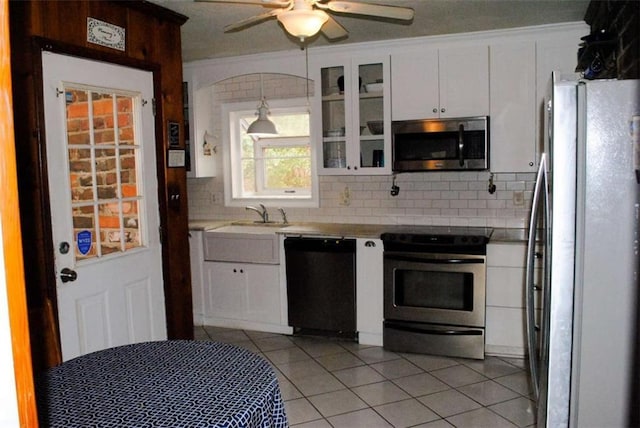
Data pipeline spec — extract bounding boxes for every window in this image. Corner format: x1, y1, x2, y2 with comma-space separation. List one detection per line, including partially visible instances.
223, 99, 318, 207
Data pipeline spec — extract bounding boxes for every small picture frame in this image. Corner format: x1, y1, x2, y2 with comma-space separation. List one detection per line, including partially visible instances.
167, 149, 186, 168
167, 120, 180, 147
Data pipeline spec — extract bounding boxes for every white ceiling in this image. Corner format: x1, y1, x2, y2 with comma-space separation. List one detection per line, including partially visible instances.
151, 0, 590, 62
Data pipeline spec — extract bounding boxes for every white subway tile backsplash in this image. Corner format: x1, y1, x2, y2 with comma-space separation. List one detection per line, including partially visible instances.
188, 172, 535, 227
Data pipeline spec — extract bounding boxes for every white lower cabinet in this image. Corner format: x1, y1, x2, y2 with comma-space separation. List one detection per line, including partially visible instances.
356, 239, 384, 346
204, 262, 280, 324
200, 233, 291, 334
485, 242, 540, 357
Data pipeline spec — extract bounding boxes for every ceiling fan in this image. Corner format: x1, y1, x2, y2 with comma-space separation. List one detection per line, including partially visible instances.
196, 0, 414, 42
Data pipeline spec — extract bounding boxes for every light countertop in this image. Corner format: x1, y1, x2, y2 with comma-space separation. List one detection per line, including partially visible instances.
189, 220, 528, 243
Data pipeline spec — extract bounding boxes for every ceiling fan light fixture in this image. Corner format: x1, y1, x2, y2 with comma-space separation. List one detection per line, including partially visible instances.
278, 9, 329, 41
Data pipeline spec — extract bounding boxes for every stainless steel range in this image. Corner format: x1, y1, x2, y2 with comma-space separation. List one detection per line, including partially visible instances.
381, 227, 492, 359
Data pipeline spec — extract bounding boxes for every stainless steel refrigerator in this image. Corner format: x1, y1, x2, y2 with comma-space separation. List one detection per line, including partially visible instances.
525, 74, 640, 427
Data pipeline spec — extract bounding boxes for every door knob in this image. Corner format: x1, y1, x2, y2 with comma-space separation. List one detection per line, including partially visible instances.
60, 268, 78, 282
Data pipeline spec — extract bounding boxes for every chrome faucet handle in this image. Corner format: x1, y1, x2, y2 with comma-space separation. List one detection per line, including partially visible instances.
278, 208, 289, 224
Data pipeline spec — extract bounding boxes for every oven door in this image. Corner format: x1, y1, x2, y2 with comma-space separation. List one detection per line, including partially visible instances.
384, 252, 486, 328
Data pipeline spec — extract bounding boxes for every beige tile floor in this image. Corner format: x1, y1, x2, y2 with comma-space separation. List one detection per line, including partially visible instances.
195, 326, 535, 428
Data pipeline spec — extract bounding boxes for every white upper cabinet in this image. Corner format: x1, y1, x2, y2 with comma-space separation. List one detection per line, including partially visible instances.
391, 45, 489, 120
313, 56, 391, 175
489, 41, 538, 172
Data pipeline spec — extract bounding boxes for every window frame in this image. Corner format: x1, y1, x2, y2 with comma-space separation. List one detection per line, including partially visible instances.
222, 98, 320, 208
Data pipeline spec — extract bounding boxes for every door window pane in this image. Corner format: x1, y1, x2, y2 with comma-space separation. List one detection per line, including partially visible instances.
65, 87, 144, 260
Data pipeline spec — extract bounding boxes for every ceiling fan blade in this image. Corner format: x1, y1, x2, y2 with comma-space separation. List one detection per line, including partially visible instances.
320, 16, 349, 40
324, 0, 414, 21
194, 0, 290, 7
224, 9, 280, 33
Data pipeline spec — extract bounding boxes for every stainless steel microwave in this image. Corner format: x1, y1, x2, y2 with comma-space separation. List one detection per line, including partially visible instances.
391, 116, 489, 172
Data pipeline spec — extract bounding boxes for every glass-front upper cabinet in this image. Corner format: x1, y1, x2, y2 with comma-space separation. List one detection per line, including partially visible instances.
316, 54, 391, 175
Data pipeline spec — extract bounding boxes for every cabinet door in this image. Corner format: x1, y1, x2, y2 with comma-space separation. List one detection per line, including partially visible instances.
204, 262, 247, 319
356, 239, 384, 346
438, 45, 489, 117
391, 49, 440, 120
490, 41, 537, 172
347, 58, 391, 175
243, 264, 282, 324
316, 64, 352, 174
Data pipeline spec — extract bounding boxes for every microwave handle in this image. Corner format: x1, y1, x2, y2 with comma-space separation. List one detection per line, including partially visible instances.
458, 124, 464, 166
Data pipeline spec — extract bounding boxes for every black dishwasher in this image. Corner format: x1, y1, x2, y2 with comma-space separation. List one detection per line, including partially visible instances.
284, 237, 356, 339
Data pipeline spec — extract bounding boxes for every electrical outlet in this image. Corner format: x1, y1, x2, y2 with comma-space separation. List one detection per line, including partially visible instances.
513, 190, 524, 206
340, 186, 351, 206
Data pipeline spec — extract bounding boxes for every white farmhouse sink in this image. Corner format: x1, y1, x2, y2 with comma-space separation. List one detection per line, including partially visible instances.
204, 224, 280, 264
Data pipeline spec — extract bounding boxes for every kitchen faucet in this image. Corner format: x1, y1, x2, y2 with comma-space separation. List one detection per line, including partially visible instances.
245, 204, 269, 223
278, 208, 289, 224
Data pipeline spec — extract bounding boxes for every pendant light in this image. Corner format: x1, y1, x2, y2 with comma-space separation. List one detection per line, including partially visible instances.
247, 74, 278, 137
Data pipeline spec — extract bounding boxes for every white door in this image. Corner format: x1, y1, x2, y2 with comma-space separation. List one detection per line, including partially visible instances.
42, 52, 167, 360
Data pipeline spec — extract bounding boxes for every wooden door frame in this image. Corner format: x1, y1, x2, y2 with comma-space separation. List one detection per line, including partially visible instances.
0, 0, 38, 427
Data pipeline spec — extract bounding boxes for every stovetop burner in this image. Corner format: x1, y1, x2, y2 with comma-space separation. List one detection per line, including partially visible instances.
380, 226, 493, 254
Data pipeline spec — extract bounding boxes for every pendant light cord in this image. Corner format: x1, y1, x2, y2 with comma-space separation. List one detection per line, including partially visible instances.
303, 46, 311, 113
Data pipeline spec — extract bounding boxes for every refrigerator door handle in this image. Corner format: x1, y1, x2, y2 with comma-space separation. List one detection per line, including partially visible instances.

◆ ◆ ◆ ◆

→ **STATED EXERCISE**: Convert the lines of the records between the line holding "Data pipeline spec — extract bounding boxes for every wooden" and the line holding "303, 46, 311, 113", inclusive, into a Markdown table with the columns Row and Line, skipping blank lines. Row numbers each line in order from 1, and Line holds that line.

→ **ANSWER TO THE PROBLEM**:
| Row | Line |
|---|---|
| 1 | Data pipeline spec — extract bounding boxes for every wooden door frame in this image. Corner format: x1, y1, x2, y2 with comma-space separation. List one detection per line, including partially visible instances. |
| 2 | 0, 0, 38, 427 |
| 3 | Data pipeline spec — extract bounding boxes for every stovetop burner in this image. Corner format: x1, y1, x2, y2 with comma-space separation. List one detection per line, including partially visible instances. |
| 4 | 380, 226, 493, 254 |
| 5 | Data pipeline spec — extract bounding boxes for every pendant light cord in this image. Corner format: x1, y1, x2, y2 with comma-space separation. List one detection per line, including partially visible instances. |
| 6 | 303, 46, 311, 113 |